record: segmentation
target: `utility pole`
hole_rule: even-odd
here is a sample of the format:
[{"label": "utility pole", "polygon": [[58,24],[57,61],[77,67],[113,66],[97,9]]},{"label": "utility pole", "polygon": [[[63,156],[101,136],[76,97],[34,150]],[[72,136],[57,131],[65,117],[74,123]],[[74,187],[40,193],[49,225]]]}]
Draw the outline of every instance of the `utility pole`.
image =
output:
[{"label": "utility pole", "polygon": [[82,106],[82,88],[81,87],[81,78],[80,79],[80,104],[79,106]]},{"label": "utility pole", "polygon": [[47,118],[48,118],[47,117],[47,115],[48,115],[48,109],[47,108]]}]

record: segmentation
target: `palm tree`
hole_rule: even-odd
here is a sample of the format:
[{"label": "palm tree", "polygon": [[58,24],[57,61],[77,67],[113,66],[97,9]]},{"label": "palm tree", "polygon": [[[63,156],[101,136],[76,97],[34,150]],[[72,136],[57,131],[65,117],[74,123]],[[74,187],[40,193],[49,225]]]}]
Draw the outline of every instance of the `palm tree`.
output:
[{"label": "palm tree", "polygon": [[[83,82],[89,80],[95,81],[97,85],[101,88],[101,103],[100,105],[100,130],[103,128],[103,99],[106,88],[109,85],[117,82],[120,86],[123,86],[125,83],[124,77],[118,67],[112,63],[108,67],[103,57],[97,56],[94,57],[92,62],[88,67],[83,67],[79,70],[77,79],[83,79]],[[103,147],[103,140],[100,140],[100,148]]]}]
===============
Convert all of the entries above into a JSON list of strings, with one string for each line and blank lines left out.

* **Task response**
[
  "record: segmentation",
  "target: `utility pole`",
  "hole_rule: even-odd",
  "here is a sample of the format:",
  "[{\"label\": \"utility pole\", \"polygon\": [[58,24],[57,61],[77,67],[113,66],[97,9]]},{\"label\": \"utility pole\", \"polygon\": [[[63,156],[101,136],[76,97],[34,150]],[[72,136],[57,131],[65,117],[74,123]],[[74,187],[40,193],[49,225]]]}]",
  "Draw the outline of every instance of the `utility pole`.",
  "image =",
  "output:",
  "[{\"label\": \"utility pole\", \"polygon\": [[82,106],[82,88],[81,87],[81,78],[80,79],[80,104],[79,106]]},{\"label\": \"utility pole\", \"polygon\": [[47,118],[48,118],[47,117],[47,115],[48,115],[48,109],[47,108]]}]",
  "record: segmentation",
  "target: `palm tree`",
  "hole_rule: even-odd",
  "here is a sample of the format:",
  "[{\"label\": \"palm tree\", \"polygon\": [[58,24],[57,61],[77,67],[113,66],[97,9]]},{\"label\": \"palm tree\", \"polygon\": [[[63,156],[101,136],[76,97],[34,150]],[[72,136],[57,131],[65,117],[74,123]],[[74,187],[40,193],[49,225]]]}]",
  "Draw the outline of every instance of the `palm tree`.",
  "output:",
  "[{\"label\": \"palm tree\", \"polygon\": [[[83,82],[89,80],[95,81],[97,85],[101,88],[101,103],[100,105],[100,130],[103,128],[103,99],[106,88],[109,85],[117,82],[120,86],[123,86],[125,83],[124,77],[118,67],[112,63],[108,67],[103,57],[97,56],[94,57],[92,62],[88,67],[83,67],[79,70],[77,79],[83,79]],[[103,147],[103,140],[100,140],[100,148]]]}]"
]